Problem description
Convert every line of the material below into a JSON list of strings, one string per line, omitting blank lines.

Provided records
--

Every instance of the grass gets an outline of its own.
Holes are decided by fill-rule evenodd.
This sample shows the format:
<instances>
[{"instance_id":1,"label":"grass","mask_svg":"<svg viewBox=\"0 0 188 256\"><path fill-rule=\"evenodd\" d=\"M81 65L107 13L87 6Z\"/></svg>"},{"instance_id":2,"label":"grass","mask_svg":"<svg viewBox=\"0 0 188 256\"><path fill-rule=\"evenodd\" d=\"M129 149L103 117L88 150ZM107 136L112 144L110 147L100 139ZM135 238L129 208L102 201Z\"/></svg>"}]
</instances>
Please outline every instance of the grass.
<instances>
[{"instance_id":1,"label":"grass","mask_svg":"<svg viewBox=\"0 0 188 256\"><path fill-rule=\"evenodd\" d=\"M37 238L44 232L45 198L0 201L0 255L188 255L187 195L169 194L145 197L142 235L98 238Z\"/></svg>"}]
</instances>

--

Result of the task
[
  "Every instance of the grass gets an outline of its own.",
  "Holes are decided by fill-rule evenodd.",
  "This sample shows the format:",
  "<instances>",
  "[{\"instance_id\":1,\"label\":\"grass\",\"mask_svg\":\"<svg viewBox=\\\"0 0 188 256\\\"><path fill-rule=\\\"evenodd\\\" d=\\\"M81 65L107 13L87 6Z\\\"/></svg>\"},{\"instance_id\":2,\"label\":\"grass\",\"mask_svg\":\"<svg viewBox=\\\"0 0 188 256\\\"><path fill-rule=\\\"evenodd\\\" d=\\\"M129 149L103 117L88 150ZM107 136L112 144L110 147L100 139ZM135 238L129 208L102 201Z\\\"/></svg>\"}]",
  "</instances>",
  "Please outline every instance of the grass.",
  "<instances>",
  "[{\"instance_id\":1,\"label\":\"grass\",\"mask_svg\":\"<svg viewBox=\\\"0 0 188 256\\\"><path fill-rule=\\\"evenodd\\\" d=\\\"M37 238L44 232L45 198L0 201L0 255L188 255L187 195L169 194L145 197L142 235L98 238Z\\\"/></svg>\"}]",
  "</instances>"
]